Going down the data below, set down exactly the line with "Target: wispy cloud" and each line after it through the line with "Target: boat cabin"; no other lines.

(Dataset entries)
▽

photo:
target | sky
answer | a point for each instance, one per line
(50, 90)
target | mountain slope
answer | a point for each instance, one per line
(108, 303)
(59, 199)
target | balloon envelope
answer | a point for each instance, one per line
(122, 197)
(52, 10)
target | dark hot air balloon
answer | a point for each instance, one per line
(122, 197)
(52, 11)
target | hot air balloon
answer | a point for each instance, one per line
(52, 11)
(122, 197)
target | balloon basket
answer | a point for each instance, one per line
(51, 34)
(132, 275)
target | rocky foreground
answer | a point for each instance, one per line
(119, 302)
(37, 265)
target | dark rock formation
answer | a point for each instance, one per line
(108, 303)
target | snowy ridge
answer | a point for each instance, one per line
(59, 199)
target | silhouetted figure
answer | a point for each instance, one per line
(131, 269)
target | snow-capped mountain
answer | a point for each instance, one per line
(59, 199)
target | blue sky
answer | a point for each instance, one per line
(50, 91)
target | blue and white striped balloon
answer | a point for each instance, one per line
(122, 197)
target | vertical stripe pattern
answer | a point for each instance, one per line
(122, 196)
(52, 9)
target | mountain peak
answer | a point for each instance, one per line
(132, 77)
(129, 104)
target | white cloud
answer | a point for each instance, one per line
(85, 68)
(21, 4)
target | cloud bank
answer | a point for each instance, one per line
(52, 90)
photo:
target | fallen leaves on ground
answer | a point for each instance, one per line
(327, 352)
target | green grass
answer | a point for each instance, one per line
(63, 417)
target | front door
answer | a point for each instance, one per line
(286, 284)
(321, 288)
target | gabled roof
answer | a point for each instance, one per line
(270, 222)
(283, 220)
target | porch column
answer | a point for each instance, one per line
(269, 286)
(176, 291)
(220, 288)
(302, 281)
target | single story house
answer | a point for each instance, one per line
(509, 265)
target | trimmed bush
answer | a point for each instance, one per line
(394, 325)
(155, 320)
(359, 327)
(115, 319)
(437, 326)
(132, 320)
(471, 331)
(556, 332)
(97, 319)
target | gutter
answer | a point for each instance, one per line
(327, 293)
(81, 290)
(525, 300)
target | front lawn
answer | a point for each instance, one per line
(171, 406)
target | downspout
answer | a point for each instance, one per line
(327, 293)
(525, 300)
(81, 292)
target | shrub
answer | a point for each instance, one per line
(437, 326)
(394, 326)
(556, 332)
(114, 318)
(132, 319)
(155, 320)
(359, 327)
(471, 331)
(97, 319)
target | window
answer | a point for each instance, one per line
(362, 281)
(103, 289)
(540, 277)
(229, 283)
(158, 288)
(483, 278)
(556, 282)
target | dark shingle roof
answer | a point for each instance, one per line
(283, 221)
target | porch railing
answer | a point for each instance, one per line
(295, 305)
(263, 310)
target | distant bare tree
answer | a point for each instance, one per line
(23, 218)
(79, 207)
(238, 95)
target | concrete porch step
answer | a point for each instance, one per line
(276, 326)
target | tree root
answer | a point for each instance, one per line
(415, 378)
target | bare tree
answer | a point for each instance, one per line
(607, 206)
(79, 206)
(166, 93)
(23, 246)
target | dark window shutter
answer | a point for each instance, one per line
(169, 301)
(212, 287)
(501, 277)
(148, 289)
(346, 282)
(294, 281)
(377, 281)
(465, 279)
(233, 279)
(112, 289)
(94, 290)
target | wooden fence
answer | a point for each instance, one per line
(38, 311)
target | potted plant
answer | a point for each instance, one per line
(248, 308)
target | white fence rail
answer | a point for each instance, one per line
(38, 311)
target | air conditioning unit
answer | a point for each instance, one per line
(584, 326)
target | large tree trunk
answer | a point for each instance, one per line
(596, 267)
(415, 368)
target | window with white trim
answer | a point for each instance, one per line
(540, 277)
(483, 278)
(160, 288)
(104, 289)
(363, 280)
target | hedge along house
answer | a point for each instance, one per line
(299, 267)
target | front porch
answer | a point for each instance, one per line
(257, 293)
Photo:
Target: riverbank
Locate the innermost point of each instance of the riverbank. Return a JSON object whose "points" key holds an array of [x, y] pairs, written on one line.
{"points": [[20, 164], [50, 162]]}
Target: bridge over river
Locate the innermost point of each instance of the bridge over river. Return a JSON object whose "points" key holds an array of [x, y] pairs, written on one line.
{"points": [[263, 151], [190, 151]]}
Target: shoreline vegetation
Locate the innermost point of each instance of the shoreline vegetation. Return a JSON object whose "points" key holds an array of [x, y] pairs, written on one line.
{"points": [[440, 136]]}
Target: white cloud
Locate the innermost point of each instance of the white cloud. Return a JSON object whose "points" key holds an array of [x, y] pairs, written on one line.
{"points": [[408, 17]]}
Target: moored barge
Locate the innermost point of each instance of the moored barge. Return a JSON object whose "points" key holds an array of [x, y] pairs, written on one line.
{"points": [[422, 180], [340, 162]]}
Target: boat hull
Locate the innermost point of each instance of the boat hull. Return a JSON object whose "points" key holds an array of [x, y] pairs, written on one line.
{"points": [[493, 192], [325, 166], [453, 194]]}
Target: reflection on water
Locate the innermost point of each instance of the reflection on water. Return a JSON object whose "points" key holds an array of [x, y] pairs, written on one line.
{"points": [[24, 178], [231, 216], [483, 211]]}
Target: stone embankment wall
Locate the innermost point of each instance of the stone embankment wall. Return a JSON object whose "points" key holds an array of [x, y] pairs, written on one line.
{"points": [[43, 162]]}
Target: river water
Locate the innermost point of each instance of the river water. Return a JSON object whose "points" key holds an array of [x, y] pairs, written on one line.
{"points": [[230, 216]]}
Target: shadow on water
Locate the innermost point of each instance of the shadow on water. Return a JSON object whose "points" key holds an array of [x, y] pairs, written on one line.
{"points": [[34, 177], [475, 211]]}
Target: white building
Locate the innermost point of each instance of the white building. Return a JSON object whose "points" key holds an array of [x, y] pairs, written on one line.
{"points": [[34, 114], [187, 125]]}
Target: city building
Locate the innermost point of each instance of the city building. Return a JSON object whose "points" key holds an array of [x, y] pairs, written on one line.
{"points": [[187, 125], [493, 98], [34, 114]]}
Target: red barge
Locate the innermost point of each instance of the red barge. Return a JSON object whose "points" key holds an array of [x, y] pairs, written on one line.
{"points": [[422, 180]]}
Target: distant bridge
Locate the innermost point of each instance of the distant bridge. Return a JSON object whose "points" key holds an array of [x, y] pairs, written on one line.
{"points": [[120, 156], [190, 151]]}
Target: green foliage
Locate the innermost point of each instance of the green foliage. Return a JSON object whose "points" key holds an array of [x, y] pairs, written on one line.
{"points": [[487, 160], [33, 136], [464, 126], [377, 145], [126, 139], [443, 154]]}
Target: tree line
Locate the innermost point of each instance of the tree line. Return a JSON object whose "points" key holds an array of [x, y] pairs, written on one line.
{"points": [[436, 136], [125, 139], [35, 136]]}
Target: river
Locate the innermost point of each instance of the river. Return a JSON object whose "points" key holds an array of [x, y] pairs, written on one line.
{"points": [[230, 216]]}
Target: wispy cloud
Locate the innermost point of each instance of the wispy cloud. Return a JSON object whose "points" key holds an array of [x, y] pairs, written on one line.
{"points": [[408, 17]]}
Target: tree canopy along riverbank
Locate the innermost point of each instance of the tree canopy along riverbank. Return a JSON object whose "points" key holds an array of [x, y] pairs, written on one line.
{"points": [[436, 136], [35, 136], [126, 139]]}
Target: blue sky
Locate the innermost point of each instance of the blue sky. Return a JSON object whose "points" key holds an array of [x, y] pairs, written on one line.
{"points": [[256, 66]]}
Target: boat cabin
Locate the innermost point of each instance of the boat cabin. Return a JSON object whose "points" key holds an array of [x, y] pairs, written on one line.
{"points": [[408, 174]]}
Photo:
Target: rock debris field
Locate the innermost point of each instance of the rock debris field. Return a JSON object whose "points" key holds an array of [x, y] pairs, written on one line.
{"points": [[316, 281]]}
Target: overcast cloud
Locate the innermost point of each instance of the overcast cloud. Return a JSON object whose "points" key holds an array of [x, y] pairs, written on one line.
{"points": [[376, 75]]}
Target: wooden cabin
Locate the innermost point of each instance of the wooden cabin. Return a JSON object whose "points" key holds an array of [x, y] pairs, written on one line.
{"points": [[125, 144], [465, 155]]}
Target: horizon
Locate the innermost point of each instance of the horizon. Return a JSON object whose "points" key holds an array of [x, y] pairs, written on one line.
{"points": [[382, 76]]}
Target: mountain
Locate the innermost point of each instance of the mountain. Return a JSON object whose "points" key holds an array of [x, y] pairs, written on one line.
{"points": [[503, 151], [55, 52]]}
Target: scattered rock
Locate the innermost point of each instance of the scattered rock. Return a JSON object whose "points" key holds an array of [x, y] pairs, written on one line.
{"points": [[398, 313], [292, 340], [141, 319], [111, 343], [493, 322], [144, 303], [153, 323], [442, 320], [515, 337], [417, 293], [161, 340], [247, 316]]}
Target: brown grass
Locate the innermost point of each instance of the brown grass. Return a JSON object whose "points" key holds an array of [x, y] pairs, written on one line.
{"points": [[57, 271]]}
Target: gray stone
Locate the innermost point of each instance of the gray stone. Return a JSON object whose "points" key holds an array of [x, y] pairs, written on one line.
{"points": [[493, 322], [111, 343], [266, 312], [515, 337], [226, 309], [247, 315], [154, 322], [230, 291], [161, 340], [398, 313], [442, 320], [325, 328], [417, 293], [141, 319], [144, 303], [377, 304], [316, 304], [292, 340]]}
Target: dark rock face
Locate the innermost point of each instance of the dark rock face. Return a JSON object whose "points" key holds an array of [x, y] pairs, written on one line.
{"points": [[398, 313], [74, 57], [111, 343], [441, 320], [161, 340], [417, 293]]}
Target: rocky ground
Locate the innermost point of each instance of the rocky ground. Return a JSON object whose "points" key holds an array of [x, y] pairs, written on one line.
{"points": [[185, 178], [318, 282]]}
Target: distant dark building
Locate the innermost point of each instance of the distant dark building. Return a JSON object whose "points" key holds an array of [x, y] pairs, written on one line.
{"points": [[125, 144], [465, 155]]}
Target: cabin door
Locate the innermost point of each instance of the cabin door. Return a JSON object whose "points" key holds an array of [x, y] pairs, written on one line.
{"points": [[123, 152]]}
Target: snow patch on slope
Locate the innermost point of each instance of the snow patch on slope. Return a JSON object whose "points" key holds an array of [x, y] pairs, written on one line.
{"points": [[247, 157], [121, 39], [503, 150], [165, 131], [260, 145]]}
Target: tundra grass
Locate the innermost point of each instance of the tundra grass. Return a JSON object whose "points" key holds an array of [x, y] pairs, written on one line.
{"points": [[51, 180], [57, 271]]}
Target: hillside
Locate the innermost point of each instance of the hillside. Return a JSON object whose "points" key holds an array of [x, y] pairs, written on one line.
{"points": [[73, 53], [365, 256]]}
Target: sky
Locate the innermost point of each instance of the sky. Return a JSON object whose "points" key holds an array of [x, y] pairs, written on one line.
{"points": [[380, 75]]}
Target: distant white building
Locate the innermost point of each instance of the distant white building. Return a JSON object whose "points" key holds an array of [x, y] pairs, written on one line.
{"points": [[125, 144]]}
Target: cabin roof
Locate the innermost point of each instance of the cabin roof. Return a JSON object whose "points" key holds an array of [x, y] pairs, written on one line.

△

* **Written solution**:
Target: wispy cloud
Locate the innermost point of each instance of the wispy cloud. Return a JSON object whose "points" key holds an array of [x, y] pairs, written on one line.
{"points": [[408, 17]]}
Target: tree canopy along riverbank
Locate the innermost point of each instance of the tree canopy along riverbank. Return a JSON object whose "points" key holds an array of [x, y] pairs, written on one line.
{"points": [[436, 136], [35, 136], [126, 139]]}
Target: blue sky
Locate the innermost point of each instance of the blue sky. Return a JSON object whose "points" key holds an array of [x, y] pairs, written on one line.
{"points": [[256, 66]]}
Target: boat cabin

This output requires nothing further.